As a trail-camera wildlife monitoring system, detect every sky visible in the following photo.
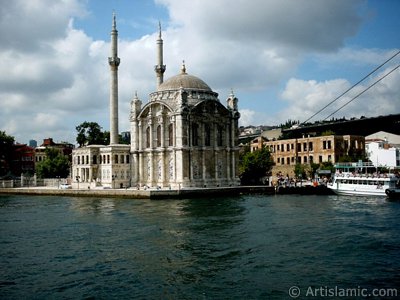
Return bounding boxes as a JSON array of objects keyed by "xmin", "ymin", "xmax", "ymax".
[{"xmin": 0, "ymin": 0, "xmax": 400, "ymax": 144}]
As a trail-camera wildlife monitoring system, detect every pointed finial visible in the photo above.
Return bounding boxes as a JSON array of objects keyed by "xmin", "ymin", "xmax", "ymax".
[
  {"xmin": 181, "ymin": 60, "xmax": 186, "ymax": 74},
  {"xmin": 112, "ymin": 10, "xmax": 117, "ymax": 30}
]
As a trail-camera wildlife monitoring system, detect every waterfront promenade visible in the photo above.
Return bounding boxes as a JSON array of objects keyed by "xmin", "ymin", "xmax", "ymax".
[{"xmin": 0, "ymin": 186, "xmax": 275, "ymax": 199}]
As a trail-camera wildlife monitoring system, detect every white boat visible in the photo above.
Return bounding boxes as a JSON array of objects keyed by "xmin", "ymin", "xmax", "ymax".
[{"xmin": 327, "ymin": 162, "xmax": 400, "ymax": 196}]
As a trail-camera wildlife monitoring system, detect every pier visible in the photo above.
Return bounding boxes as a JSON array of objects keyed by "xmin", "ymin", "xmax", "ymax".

* * *

**Exercise aim:** Retype all of the data above word for word, leaving out the picture.

**Response to this exercise:**
As a trail-camera wildlife monitoring system, detect every sky visible in the following photo.
Return bounding boxes as a JSON array of objects keyed by "xmin", "ymin", "xmax", "ymax".
[{"xmin": 0, "ymin": 0, "xmax": 400, "ymax": 144}]
As a trail-camera wildlife monitoring system, detect every pointed finial visible in the photo above.
Return bounding boxes as a JSON array of objects keyed by "xmin", "ymin", "xmax", "ymax".
[
  {"xmin": 181, "ymin": 60, "xmax": 186, "ymax": 74},
  {"xmin": 112, "ymin": 10, "xmax": 117, "ymax": 30}
]
As a trail-camera wildlife monitoring system, detect every waterfront promenade visible in the photo above.
Return bounding boxes as a JSON array of objects keyed by "xmin", "ymin", "xmax", "ymax".
[{"xmin": 0, "ymin": 186, "xmax": 275, "ymax": 199}]
As a trail-camera wildlife monitoring system, detect every white boat visible in the photo above.
Return bounding boxes as a JSON array of objects keyed by "xmin", "ymin", "xmax", "ymax".
[{"xmin": 327, "ymin": 162, "xmax": 400, "ymax": 196}]
As a trail-camera wildlife monitoring system, detect every pier visible in the photo above.
Return bounding boxes as a JSON array of objects keyed by "xmin", "ymin", "xmax", "ymax".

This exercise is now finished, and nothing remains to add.